Carry none of the pictures over; set down the material below exactly.
· · ·
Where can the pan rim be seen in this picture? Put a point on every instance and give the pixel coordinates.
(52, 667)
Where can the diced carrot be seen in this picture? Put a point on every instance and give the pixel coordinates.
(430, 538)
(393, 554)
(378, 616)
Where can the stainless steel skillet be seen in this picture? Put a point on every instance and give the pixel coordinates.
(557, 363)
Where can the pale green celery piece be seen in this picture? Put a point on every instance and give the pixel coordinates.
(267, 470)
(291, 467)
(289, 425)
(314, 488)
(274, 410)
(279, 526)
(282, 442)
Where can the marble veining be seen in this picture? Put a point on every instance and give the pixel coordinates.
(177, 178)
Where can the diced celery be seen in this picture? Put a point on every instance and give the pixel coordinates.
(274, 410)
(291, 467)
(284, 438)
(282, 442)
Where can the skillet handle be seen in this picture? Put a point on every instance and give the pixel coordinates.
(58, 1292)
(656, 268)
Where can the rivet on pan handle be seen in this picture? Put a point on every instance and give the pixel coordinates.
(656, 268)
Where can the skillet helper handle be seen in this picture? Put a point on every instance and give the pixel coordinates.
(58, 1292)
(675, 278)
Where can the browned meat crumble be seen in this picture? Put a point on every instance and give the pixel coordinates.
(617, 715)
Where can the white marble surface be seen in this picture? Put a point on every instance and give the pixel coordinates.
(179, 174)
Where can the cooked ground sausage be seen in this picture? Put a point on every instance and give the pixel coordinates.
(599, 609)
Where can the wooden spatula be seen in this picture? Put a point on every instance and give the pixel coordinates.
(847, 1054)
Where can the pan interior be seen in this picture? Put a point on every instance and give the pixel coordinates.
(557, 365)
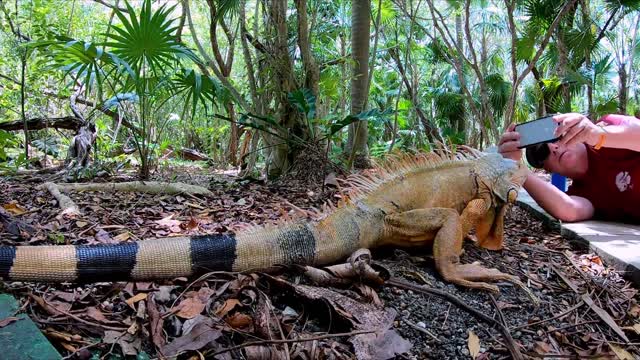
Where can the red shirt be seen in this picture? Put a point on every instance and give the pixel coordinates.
(612, 182)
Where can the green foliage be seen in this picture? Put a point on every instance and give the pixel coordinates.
(304, 101)
(147, 41)
(6, 140)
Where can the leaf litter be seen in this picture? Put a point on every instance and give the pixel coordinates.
(587, 308)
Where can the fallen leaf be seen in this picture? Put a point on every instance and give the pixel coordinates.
(6, 321)
(192, 224)
(227, 306)
(135, 299)
(474, 344)
(190, 308)
(169, 223)
(96, 314)
(504, 305)
(635, 327)
(621, 353)
(156, 322)
(122, 237)
(331, 180)
(68, 297)
(239, 320)
(14, 209)
(103, 237)
(201, 335)
(604, 315)
(542, 348)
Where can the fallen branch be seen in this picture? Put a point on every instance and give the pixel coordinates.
(65, 202)
(290, 341)
(39, 123)
(515, 352)
(151, 187)
(564, 313)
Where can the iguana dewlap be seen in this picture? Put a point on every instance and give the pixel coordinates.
(432, 199)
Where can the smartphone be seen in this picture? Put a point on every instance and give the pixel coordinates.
(537, 131)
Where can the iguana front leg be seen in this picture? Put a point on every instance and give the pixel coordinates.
(447, 225)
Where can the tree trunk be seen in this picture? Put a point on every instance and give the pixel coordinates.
(622, 72)
(586, 18)
(23, 63)
(278, 159)
(459, 123)
(67, 122)
(311, 69)
(360, 31)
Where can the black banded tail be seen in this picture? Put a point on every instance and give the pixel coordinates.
(145, 260)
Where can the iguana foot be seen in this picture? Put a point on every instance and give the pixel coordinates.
(474, 276)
· · ·
SOLUTION BELOW
Where can the pan rim be seen in this picture? Put a point on every instance and give the pixel coordinates.
(52, 667)
Where can the diced carrot be seen in this picture? Put a point on every instance and give the pixel coordinates.
(430, 538)
(393, 554)
(378, 616)
Where can the stainless steel skillet be seen in this picture? Put a point on every instance and give the pixel coordinates.
(557, 363)
Where can the pale green celery piece be seen in this picture? Put a point on every instance and give the pixel coordinates.
(267, 470)
(291, 467)
(289, 425)
(314, 488)
(274, 410)
(279, 526)
(282, 442)
Where can the marble veining be seen in this picture? Put a point on every instance and give the pixel coordinates.
(177, 178)
Where can the diced celery be seen in this picture? Put a point on every instance and give the pixel coordinates.
(274, 410)
(291, 467)
(284, 438)
(282, 442)
Where can the skillet handle be seen in this picture? Put a point on every instance and give the pixel coordinates.
(58, 1292)
(656, 268)
Where can the rivet on pan handle be seen in this picture? Put a point on every instance and give the pixel coordinates.
(656, 268)
Where can the skillet helper handle be seen in this picture? Put a point on every instance and give the pixel coordinates.
(58, 1292)
(675, 278)
Where can the browned meat crumble be seen in this picture? Put a point on every instance and give the pixel coordinates.
(617, 715)
Where can the white marble surface be seen in this picture? Put a point on every instance and give the pixel coordinates.
(179, 174)
Where can the cooked ground sausage be seen in this picture? Put a point on every instance and give the pixel coordinates.
(599, 609)
Where can the wooden spatula be seen in this picture? Put a point on every instance and give the pixel coordinates.
(847, 1054)
Where can the pan interior be seen in this picture? Put a point on every instance and give the pixel coordinates.
(557, 365)
Where can the red shirt be seen in this picture? Put a point on every instance and give the pixel coordinates.
(612, 182)
Where can the green foliage be seen in this picture? Put a point on every instance and give the pixel coordinates.
(304, 101)
(147, 41)
(6, 140)
Where can the leaf litter be seen in this picture? Put a point on every instance and give the pixel coordinates.
(587, 308)
Where can the fallen leaf be seen in this picture? Put a point on every instance and give the pixel coordinates.
(6, 321)
(192, 224)
(227, 306)
(135, 299)
(474, 344)
(190, 308)
(169, 223)
(96, 314)
(504, 305)
(635, 327)
(621, 353)
(156, 322)
(122, 237)
(331, 180)
(68, 297)
(239, 320)
(14, 209)
(103, 237)
(201, 335)
(604, 315)
(542, 348)
Where can the fallen branch be seen in this picture? Put a point on every instance and give the pixel coordinates.
(65, 202)
(290, 341)
(39, 123)
(515, 352)
(151, 187)
(564, 313)
Where can the iguana dewlap be seen in this picture? Put a point on every instance and give the pixel coordinates.
(432, 199)
Where can the smartphone be seen in this picture? Put a point on every instance and give the pixel coordinates.
(537, 131)
Where can the iguana front leg be seen in this picture? Put a point on every instance and give the pixel coordinates.
(447, 225)
Where can the tree trunk be seen in this picture? Put a point on every instance and give the pixel coordinates.
(622, 72)
(586, 18)
(23, 63)
(278, 159)
(459, 123)
(67, 122)
(311, 69)
(360, 31)
Where can the black banded tail be seen in this picture? Put a point on every instance and give the pixel coordinates.
(145, 260)
Where can the iguana foot be seen in this picture? Put a point on every instance and give the pixel coordinates.
(474, 276)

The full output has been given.